Stated goal: Reproduce the data below word for word, keeping every line as it stands.

Input material:
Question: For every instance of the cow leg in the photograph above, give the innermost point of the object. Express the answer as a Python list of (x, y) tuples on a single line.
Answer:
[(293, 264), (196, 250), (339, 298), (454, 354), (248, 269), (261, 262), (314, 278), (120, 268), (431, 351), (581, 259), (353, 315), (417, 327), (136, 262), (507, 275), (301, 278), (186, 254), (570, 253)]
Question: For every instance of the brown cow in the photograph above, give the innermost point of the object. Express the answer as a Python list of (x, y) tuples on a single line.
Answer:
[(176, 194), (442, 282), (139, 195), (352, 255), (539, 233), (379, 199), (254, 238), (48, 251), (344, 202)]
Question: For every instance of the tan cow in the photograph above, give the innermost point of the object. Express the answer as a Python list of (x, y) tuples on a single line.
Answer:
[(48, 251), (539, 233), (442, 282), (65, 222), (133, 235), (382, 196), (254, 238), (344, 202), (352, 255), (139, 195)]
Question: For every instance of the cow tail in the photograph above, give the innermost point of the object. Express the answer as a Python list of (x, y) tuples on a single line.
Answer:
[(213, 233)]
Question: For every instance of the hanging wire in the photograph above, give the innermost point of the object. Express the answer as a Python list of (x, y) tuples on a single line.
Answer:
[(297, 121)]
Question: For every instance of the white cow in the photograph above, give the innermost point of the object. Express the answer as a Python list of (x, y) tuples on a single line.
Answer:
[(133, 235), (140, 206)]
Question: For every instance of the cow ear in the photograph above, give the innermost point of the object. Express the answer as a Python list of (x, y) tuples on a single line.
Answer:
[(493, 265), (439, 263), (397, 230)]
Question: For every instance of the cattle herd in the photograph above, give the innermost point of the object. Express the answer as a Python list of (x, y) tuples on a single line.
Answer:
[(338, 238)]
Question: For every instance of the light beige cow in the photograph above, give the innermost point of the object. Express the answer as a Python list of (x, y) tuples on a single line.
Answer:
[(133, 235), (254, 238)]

Response below:
Question: For every instance of the cow leg in the photograph above, give the innermost point of the object. Express the answer as a Python list of (x, y) tuples on a single line.
Answer:
[(293, 264), (196, 250), (339, 298), (454, 354), (248, 269), (261, 262), (314, 278), (120, 268), (431, 351), (581, 259), (353, 315), (417, 327), (136, 262), (507, 275), (301, 278), (186, 254), (570, 253)]
Question: For every instance of the brown cow in the photograph above, give the innermost point of the object. Express the answer as a Python list of (x, y) tuples on a single line.
Answer:
[(176, 194), (442, 282), (139, 195), (352, 255), (539, 233), (379, 199), (254, 238), (48, 251), (344, 202)]
Question: For every instance of the tan cow in the photograph above, give the innermost point of the object. Express the answer as a Python list of (x, y) tuples on a single line.
Answer:
[(48, 251), (539, 233), (442, 282), (65, 222), (133, 235), (382, 196), (254, 238), (344, 202), (352, 255), (139, 195)]
Question: For every instance of the cow tail in the photograph above, give the innermost point of the object. Express the answer as a Python list of (x, y) tuples on a single line.
Answer:
[(213, 233)]
Question: For every instance of the hanging wire in the photograph above, give the innermost point of the object. Express the answer as a Python list of (x, y) tuples on a single line.
Answer:
[(297, 121)]
Question: For every instance of the white cow in the photograph above, give the innermost point of the object. Express the answer as a Python list of (x, y) tuples on a single line.
Answer:
[(133, 235), (140, 206)]
Question: For every instance of the cow ear in the photograph above, give the innermost point of the object. Express the answer as a Python list of (x, y) tuples on a single line.
Answer:
[(493, 265), (439, 263), (397, 230)]
Question: For every instance of the cattle herd in the photograph above, give the innermost point of the object. Express the answer as a Python list of (x, y) tuples on a single line.
Answer:
[(338, 238)]
Question: For every instance of the light beige cow in the photograph above, give the innermost point of the object. Express the answer as a Python list of (x, y) tuples on a single line.
Answer:
[(133, 235), (254, 238)]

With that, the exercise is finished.